• **TASK DESCRIPTION**:
Reproduce every line of the entries below and shift each coordinate in the answers by adding 54 to it. Leave all other numbers as they are.
= = =
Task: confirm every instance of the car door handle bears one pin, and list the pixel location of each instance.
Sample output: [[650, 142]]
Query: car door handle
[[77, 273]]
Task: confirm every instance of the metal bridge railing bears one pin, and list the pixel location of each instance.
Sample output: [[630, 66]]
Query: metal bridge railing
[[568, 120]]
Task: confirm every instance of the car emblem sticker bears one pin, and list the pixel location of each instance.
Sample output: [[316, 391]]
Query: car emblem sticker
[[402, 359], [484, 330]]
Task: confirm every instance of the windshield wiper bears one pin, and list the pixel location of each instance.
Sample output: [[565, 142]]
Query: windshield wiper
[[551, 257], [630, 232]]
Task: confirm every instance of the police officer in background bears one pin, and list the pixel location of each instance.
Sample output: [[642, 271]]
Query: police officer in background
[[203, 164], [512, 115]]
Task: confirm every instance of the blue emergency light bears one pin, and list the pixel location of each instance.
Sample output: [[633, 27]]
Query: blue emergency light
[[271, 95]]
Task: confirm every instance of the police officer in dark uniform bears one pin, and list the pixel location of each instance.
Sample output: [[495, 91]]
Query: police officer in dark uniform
= = =
• **FULL ANSWER**:
Task: confirm every instance of the car door handle bears one pin, and list the pixel location of each instance.
Sample output: [[650, 142]]
Query: car door handle
[[131, 327]]
Task: confirm every instance of the metal bridge railing bears one pin, and list the pixel location of each instance.
Sample output: [[630, 66]]
Query: metal bridge railing
[[622, 174]]
Task: confirm every instance of the car emblem sticker bears one pin, and list the pixel location of each instance.
Sample output: [[316, 391]]
Query: car emblem sticker
[[456, 413], [538, 384]]
Task: confirm every instance of the windshield wiper bears one pin, and list the pixel location of each instance.
Sample output: [[565, 142]]
Query: windshield wiper
[[605, 311], [684, 286]]
Task: confirm every instance of the police officer in background bears one pin, and list the pixel location of each instance.
Sample output: [[642, 271]]
Query: police officer in background
[[257, 218], [566, 169]]
Task: confirm every instance of the blue emergency light bears one pin, and list the pixel location of each instance.
Sample output: [[633, 27]]
Query: blue emergency light
[[325, 149]]
Task: confirm every instance of the police officer in dark uniform bears one pin, and list the pixel location of each instance.
Sample output: [[495, 91]]
Query: police officer in dark uniform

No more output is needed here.